- Source -
The Haruhi Problem 👧

Problem Description

How is it possible that genuine mathematical research could be gleamed from the depths of anime fandoms and anonymous message boards? The world of mathematics is bonkers and insights of ingenuity can come from anywhere, even if it takes some time for the genius to be appreciated

Given $n$ objects or symbols, we know from intro combinatorics that there are $n!$ ways that we can arrange the objects in different permutations, where $$ n!=\prod_{k=1}^n k = n\cdot(n-1)\cdot\ldots 2\cdot 1 $$ is the factorial function.

If we have objects $1,2$ and we wanted to write down all possible permutations, we would see that there are $2!=2$ of them $$ 12,21. $$

Now imagine that I wanted to write a sequence of the characters $1,2$, allowing repeats, where every single permutation can be found within the sequence. For example $$ s=12221 $$ is a valid sequence, or string, because the first two characters cover $12$ and the last two characters cover $21$. For the purpose of notation let us define

Definition: Given a sequence, also known as string, of characters $s$, $s_i$ is the character located at index $i$ and $s_{i:j}$ is the slice or frame¹ of characters located from index $i$ to $j$ $$ s_{i:j} = s_is_{i+1}\ldots s_{j-1}s_{j}. $$

Readers familiar with computer science will recognize this as the familiar notation of the Python slice operator² with the key difference being that in Python the right endpoint is excluded, whereas here it is not. I decided this as I felt it would be less confusing for readers without prior familiarity with Python.

It is a natural question to ask what the shortest string would be that covers all possible permutations for $n$ characters. Specifically, this is called the superpermutations problem.

- Data for this exercise -

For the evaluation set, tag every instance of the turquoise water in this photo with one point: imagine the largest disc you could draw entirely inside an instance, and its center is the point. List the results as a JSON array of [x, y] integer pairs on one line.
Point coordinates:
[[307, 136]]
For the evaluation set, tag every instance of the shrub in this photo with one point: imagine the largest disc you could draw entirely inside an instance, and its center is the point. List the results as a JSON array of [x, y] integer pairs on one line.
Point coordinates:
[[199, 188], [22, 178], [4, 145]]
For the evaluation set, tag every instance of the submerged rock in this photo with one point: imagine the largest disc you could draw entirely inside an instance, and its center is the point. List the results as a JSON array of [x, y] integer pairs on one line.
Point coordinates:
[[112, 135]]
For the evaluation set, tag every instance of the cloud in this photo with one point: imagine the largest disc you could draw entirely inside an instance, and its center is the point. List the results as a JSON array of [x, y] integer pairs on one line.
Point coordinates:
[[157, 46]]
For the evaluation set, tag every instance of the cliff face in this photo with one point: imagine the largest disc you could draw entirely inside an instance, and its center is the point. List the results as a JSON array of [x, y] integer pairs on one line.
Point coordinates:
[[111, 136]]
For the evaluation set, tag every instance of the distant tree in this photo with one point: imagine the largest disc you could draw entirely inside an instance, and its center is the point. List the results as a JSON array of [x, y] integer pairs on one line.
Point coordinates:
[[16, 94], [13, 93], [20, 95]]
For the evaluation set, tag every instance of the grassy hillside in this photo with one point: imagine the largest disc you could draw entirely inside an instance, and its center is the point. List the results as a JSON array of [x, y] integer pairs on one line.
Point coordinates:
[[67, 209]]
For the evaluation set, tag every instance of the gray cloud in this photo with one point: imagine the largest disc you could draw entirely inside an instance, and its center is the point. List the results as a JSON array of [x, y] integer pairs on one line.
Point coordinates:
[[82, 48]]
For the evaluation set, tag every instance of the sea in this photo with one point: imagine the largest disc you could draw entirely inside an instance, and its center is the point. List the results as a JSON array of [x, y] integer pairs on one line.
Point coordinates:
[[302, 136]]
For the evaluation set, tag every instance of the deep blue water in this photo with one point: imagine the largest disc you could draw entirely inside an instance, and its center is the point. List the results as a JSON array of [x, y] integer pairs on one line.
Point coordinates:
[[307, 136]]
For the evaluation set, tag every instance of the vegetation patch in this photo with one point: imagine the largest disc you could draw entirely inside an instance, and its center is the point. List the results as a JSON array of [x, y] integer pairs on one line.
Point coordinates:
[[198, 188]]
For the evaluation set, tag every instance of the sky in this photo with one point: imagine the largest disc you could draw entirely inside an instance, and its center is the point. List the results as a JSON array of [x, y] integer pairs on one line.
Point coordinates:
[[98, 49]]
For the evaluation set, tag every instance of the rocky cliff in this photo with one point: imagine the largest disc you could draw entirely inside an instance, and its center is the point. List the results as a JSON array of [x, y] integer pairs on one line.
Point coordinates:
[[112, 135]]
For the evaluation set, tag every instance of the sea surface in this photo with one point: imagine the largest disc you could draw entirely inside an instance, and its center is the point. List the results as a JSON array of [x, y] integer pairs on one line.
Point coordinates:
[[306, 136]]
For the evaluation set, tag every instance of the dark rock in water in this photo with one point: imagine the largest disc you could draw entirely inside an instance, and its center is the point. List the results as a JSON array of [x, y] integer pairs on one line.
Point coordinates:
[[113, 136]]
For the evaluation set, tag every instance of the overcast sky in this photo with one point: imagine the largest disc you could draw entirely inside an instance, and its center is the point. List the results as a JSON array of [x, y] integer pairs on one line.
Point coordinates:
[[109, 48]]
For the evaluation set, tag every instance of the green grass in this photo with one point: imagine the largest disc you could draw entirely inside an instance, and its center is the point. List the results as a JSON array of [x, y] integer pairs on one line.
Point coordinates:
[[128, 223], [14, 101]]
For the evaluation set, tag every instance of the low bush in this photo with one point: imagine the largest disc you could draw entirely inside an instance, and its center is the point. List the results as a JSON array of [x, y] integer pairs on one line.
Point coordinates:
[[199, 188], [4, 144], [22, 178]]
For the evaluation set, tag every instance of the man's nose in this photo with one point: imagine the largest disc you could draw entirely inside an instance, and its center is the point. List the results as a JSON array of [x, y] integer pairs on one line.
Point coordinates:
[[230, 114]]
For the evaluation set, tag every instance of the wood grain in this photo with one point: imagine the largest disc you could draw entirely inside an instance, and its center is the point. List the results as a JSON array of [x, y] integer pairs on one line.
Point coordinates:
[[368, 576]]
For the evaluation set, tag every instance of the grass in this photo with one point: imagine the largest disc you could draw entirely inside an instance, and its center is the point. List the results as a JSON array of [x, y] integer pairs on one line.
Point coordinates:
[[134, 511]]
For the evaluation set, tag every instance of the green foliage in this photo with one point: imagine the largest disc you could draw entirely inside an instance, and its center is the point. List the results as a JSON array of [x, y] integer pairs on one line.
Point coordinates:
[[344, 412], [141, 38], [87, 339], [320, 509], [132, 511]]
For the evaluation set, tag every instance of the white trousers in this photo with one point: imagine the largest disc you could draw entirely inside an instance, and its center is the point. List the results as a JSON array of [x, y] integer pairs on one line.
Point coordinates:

- Job 1 -
In the Haruhi Problem text, what name is given to the question of finding the shortest string that covers all permutations of n characters?
- Job 2 -
Format the rows, from their first line through the line containing "[[157, 46]]", as a numbered list, with both ends included and blank lines left out.

- Finished answer 1 -
The superpermutations problem.

- Finished answer 2 -
1. For the evaluation set, tag every instance of the turquoise water in this photo with one point: imagine the largest disc you could draw entirely inside an instance, and its center is the point. List the results as a JSON array of [x, y] integer pairs on one line.
2. Point coordinates:
3. [[307, 136]]
4. For the evaluation set, tag every instance of the shrub in this photo with one point: imagine the largest disc you could draw entirely inside an instance, and its center is the point. List the results as a JSON array of [x, y] integer pairs on one line.
5. Point coordinates:
6. [[199, 188], [22, 178], [4, 145]]
7. For the evaluation set, tag every instance of the submerged rock in this photo with one point: imagine the largest disc you could draw entirely inside an instance, and its center is the point. List the results as a JSON array of [x, y] integer pairs on one line.
8. Point coordinates:
9. [[112, 135]]
10. For the evaluation set, tag every instance of the cloud in this photo with one point: imagine the largest disc you could draw entirely inside an instance, and its center is the point. List the results as a JSON array of [x, y] integer pairs on one line.
11. Point coordinates:
12. [[157, 46]]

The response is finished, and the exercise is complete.